- [YOUR GOAL]: Could you write out the line containing "If you could locate the white shirt" and all the lines below it in the data, exactly, through the final one and nothing else?

--- EXCERPTED RECORDS ---

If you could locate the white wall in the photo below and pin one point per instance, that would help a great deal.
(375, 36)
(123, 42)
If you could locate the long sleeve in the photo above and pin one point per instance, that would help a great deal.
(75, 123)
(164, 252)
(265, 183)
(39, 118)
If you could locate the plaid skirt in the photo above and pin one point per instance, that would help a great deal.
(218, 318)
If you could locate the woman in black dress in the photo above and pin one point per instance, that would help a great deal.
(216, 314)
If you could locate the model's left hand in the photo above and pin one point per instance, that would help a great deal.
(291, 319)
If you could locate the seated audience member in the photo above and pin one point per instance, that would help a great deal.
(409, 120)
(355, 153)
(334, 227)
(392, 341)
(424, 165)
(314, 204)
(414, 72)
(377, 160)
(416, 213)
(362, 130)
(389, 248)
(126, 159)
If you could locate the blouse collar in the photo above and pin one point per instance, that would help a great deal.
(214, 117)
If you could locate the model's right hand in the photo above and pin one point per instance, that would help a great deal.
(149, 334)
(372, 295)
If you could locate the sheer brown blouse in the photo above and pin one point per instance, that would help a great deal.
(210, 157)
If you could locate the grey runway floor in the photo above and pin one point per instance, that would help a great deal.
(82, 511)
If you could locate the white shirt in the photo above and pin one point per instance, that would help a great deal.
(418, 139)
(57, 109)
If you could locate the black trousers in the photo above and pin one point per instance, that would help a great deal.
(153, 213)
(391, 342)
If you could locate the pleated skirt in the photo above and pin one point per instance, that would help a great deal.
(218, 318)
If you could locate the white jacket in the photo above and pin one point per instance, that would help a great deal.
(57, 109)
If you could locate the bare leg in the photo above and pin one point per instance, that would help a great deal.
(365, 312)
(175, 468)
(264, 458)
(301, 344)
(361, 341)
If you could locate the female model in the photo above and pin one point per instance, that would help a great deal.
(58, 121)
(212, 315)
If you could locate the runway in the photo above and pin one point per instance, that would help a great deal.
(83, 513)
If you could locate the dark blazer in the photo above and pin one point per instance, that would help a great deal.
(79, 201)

---

- [EXPECTED OUTPUT]:
If you could locate the white shirt in the photo above and pin one point per instance, that would help a great deal.
(418, 139)
(57, 109)
If you could locate the black trousers in the photo above and pin one point per instance, that would help a great deal.
(153, 213)
(391, 342)
If you could locate the pleated skirt in the photo above and pin one point per instance, that would help a great deal.
(218, 318)
If you could locate the white jacket in the photo above and pin one point per instance, that would help a great deal.
(57, 109)
If you could locate the bare leg in the photo above and pin one point per instance, that would help a great deal.
(365, 312)
(175, 468)
(264, 458)
(301, 344)
(361, 341)
If you could locate the female model in the photo above and pin one point per instance, that would help a great deal.
(58, 121)
(212, 315)
If you could locate the runway in the photo above and pin one point per instance, that would help a great deal.
(83, 513)
If you could locate the dark blazer in the photo above and pin one point per instance, that would help a great deal.
(79, 201)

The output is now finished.